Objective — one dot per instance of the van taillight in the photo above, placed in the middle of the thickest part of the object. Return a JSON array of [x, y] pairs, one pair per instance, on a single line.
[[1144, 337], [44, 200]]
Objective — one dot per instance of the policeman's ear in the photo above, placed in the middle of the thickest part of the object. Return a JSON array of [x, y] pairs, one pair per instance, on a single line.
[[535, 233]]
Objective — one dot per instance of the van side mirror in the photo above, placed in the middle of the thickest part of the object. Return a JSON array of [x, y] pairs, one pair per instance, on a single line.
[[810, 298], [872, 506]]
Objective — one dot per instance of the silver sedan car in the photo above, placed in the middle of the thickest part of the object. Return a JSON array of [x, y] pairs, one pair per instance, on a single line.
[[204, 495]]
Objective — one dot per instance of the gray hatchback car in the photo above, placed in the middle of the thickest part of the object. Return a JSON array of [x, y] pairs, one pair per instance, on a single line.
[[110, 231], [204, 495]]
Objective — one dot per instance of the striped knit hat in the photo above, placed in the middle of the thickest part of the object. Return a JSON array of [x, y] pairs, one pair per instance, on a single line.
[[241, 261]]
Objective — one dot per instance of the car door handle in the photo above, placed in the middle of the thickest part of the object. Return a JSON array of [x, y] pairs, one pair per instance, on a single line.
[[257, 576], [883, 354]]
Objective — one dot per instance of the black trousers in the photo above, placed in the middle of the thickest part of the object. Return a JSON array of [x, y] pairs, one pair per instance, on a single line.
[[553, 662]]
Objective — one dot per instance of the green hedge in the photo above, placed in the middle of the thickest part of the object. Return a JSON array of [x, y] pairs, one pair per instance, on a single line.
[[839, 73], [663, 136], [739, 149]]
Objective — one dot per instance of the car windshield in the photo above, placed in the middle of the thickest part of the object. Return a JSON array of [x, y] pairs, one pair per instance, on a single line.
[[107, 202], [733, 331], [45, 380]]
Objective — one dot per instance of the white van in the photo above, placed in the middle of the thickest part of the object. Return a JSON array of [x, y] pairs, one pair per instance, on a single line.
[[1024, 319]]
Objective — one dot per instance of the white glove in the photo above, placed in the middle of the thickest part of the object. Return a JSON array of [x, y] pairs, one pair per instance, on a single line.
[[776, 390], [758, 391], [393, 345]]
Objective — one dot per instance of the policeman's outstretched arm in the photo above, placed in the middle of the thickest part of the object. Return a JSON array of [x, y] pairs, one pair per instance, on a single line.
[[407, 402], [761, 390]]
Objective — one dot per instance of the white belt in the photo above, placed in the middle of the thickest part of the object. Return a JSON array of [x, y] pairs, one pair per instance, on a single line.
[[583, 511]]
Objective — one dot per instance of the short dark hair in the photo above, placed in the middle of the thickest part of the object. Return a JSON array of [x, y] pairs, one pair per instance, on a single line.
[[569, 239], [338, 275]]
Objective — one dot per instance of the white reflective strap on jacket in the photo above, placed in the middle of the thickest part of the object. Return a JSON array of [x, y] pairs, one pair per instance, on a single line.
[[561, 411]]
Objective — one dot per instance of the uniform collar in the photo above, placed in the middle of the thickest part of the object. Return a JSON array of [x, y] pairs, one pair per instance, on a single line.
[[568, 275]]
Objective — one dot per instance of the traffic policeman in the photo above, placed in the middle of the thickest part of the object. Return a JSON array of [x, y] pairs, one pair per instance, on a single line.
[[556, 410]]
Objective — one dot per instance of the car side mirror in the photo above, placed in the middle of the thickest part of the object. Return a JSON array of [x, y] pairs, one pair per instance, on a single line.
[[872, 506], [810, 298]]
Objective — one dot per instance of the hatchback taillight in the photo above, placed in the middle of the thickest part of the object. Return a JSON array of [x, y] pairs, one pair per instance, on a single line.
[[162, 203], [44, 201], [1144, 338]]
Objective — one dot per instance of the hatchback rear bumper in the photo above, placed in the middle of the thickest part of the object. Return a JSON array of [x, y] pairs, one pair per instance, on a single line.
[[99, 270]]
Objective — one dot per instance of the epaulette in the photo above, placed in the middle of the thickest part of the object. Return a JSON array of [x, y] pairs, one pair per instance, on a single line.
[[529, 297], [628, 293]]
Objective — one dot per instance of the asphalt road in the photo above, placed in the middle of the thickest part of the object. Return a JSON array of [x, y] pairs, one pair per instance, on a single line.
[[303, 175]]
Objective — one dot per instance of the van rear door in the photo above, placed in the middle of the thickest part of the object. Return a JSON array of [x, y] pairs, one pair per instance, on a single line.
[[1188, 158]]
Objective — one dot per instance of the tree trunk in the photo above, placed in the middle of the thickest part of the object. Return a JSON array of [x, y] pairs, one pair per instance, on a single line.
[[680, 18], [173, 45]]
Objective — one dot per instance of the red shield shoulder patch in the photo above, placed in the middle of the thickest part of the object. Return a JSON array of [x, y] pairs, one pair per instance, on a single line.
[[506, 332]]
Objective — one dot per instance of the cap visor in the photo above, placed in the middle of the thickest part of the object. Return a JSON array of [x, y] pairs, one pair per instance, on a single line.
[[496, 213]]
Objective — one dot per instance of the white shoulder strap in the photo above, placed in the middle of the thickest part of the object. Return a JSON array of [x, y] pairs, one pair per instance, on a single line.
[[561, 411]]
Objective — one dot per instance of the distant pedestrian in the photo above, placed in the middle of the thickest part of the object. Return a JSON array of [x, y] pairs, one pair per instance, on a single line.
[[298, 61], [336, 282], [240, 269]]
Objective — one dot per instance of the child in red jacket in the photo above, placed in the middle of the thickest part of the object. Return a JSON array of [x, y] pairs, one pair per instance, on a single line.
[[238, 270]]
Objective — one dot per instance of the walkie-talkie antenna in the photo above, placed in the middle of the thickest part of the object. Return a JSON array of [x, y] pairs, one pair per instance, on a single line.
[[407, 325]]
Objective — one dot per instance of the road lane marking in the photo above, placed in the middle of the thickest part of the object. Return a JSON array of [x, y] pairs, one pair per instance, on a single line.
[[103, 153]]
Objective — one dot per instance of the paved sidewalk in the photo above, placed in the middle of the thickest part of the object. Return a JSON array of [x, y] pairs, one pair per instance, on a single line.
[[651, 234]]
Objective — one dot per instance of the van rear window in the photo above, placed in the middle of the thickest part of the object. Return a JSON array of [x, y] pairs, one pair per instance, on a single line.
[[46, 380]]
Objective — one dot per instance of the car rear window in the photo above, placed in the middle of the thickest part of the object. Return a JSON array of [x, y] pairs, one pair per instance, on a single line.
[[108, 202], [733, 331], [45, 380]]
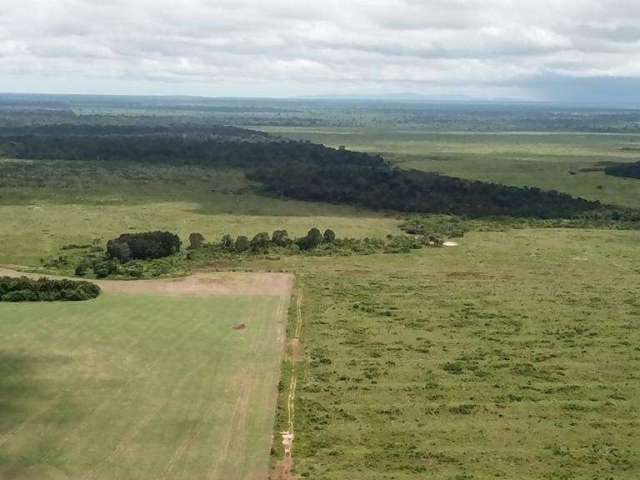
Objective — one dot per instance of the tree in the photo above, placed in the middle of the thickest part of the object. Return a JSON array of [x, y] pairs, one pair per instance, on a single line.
[[227, 242], [196, 240], [329, 236], [242, 244], [313, 239], [119, 249], [280, 238], [143, 246], [82, 269], [106, 268], [260, 243]]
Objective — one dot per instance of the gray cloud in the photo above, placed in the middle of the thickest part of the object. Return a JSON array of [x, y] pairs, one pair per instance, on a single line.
[[287, 47]]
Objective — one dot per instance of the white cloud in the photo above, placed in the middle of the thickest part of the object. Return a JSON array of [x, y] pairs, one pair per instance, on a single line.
[[289, 47]]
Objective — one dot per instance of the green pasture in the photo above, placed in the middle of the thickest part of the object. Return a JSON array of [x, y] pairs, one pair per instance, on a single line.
[[46, 205], [139, 387], [514, 355], [563, 161]]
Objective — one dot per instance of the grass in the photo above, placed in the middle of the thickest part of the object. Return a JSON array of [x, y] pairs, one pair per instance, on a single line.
[[139, 387], [46, 205], [515, 355], [548, 161]]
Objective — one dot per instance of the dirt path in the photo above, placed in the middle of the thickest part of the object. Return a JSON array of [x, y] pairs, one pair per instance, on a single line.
[[282, 470], [199, 284]]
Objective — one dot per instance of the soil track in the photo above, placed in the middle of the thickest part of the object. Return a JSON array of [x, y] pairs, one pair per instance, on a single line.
[[200, 284]]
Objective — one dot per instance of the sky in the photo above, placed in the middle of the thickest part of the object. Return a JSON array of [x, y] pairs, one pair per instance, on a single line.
[[569, 50]]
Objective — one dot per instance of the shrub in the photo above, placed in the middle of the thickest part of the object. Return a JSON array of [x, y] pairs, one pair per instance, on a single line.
[[280, 238], [260, 243], [312, 240], [44, 290], [106, 268], [329, 236], [196, 240], [242, 244], [143, 246]]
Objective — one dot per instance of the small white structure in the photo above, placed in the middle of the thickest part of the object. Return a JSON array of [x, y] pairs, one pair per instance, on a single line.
[[287, 442]]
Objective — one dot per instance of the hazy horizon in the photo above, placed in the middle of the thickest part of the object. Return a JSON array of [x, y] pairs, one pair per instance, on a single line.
[[584, 51]]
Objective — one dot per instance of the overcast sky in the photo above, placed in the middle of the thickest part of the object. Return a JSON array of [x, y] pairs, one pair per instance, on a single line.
[[542, 49]]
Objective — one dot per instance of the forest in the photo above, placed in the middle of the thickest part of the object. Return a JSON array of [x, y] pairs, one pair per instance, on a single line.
[[296, 169]]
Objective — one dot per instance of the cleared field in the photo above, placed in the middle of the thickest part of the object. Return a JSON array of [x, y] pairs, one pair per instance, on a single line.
[[144, 385], [515, 355]]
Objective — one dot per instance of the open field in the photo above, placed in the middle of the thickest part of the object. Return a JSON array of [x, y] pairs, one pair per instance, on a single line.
[[548, 161], [46, 205], [514, 355], [144, 385]]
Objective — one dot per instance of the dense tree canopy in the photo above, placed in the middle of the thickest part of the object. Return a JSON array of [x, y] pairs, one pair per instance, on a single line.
[[143, 246], [294, 169]]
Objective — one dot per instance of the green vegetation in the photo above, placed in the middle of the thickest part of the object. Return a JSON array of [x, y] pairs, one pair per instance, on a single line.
[[143, 246], [568, 163], [630, 170], [514, 355], [139, 386], [300, 170], [44, 290]]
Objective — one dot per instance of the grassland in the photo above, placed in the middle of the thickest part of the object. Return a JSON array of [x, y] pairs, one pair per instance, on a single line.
[[548, 161], [514, 355], [46, 205], [139, 387]]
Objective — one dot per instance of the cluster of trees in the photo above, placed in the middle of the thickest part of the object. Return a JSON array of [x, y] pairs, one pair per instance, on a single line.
[[629, 170], [143, 246], [314, 242], [381, 186], [299, 170], [24, 289], [264, 243], [216, 146]]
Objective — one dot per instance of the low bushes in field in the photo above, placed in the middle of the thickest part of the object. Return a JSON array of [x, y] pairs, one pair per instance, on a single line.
[[24, 289], [315, 242]]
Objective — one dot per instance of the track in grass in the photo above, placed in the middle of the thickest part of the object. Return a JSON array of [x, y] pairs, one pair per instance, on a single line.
[[144, 385]]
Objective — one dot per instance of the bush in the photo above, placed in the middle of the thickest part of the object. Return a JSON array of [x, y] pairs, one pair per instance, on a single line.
[[44, 290], [196, 240], [280, 238], [329, 236], [260, 243], [312, 240], [143, 246], [106, 268], [242, 244]]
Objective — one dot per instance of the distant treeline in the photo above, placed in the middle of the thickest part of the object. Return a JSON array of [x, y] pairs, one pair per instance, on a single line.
[[24, 289], [303, 170], [629, 170], [143, 246], [382, 186]]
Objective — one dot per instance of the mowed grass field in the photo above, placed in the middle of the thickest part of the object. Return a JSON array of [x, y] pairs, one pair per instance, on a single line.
[[139, 387], [515, 355], [547, 161]]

◇ ◇ ◇ ◇ ◇ ◇ ◇

* Direction *
Starting with the line that contains "Objective — one dot per instance of the distant treeline", print each line through the last one in the listing. Include both end lines and add nothing.

* Worked answer *
Objective — one dot per instance of the distant treeline in the photo above, placed in the middle of the thickest part of the object. Return a JSON array of [x, y] pairs, one pair per instance, on a single line.
[[24, 289], [303, 170], [629, 170], [143, 246], [382, 186]]
Objective — one dot per instance of the mowed grass field in the photo above, placed in the middle of the thickest part of the object. Return a JSON array of [x, y] pairs, one pair per instance, on a single line.
[[139, 387], [515, 355], [547, 161]]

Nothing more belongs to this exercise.